ЦЕЛЬ УПРАЖНЕНИЯ:
Пожалуйста, выпишите из приведенного ниже списка все строки, где встречается слово «pavement».

***** ПРЕДСТАВЛЕННЫЕ ДАННЫЕ

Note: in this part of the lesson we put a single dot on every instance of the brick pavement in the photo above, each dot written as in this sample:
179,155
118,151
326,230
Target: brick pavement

**********

ГОТОВЫЙ ОТВЕТ:
Note: in this part of the lesson we put a single dot on every instance of the brick pavement in the photo above, each dot written as in this sample:
Target: brick pavement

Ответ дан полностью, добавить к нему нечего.